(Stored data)

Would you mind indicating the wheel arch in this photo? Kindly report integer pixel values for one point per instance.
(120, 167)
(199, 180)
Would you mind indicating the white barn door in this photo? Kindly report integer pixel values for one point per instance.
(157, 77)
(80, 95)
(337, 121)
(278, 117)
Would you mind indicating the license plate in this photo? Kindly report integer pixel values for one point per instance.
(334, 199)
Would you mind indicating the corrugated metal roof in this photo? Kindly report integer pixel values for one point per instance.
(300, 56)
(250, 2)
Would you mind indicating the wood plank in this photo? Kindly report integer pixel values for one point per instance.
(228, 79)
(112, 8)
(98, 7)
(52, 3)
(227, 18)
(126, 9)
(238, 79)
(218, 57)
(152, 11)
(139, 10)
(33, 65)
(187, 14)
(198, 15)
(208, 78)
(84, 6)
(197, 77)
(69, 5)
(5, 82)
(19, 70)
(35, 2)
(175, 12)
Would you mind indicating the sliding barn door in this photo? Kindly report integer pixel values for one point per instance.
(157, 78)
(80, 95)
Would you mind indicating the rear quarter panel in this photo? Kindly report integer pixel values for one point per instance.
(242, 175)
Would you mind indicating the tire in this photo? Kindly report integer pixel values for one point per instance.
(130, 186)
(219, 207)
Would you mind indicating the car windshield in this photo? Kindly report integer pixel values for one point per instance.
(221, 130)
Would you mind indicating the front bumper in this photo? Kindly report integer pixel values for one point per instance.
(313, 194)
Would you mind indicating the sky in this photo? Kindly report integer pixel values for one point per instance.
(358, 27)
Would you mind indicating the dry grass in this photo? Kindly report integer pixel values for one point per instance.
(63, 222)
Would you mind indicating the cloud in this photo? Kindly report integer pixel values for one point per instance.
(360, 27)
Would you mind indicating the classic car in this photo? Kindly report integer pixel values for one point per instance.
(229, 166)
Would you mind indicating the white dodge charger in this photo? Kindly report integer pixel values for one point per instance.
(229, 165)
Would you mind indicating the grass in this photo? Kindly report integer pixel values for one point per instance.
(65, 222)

REQUIREMENT: In your reply, restate every entry exactly.

ANSWER:
Would you mind indicating the wheel arch in this photo? Kindly report integer pixel values for one point per instance.
(120, 167)
(199, 180)
Would you mind indicating the white barn door in this photo? Kindly report integer pixel values for one point per instance.
(157, 77)
(80, 95)
(337, 121)
(278, 117)
Would you mind indicating the license plate in this photo? Kindly report integer pixel values for one point per instance.
(334, 199)
Would you mind indicating the corrugated metal roof in this photo? Kindly report integer pixel values for one point per instance.
(300, 56)
(250, 2)
Would you mind indicating the wood plank in this photo? Kindly report integer pixel values for one point per instance.
(228, 79)
(112, 8)
(98, 7)
(52, 3)
(227, 18)
(126, 9)
(238, 79)
(218, 57)
(152, 11)
(139, 10)
(33, 65)
(187, 14)
(198, 15)
(208, 78)
(84, 6)
(197, 77)
(69, 5)
(5, 82)
(19, 70)
(35, 2)
(175, 12)
Would you mind indicating the sliding barn door in this photo? Kindly report integer pixel values for one point per instance.
(157, 78)
(80, 95)
Would you mind indicating the rear quarter panel in this photo? Kindly report integer pixel values for one point per instance.
(242, 175)
Would you mind indicating the tire in this photo? Kindly report integer pixel values for one point per instance.
(130, 186)
(219, 207)
Would you mind indicating the car windshield in this photo? Kindly report integer pixel values for one point per instance.
(221, 130)
Would you mind indicating the front bumper in this photo? Kindly report integer pixel values for one point per instance.
(313, 194)
Would you mind indicating the sky in this photo? Kindly report integer pixel values for one point per instance.
(358, 27)
Would you mind indicating the dry grass in this photo? Kindly report integer pixel values for one point per instance.
(63, 222)
Would you mind indicating the cloud in this photo? Kindly report integer pixel values for one point per instance.
(360, 27)
Would you mind indicating the classic car in this photo? Kindly report integer pixel values for one point per instance.
(229, 166)
Would you mind indicating the white dodge charger in this photo? Kindly report integer pixel values for one point per instance.
(229, 165)
Would you mind indicating the grass in this photo? Kindly report integer pixel values for one point per instance.
(65, 222)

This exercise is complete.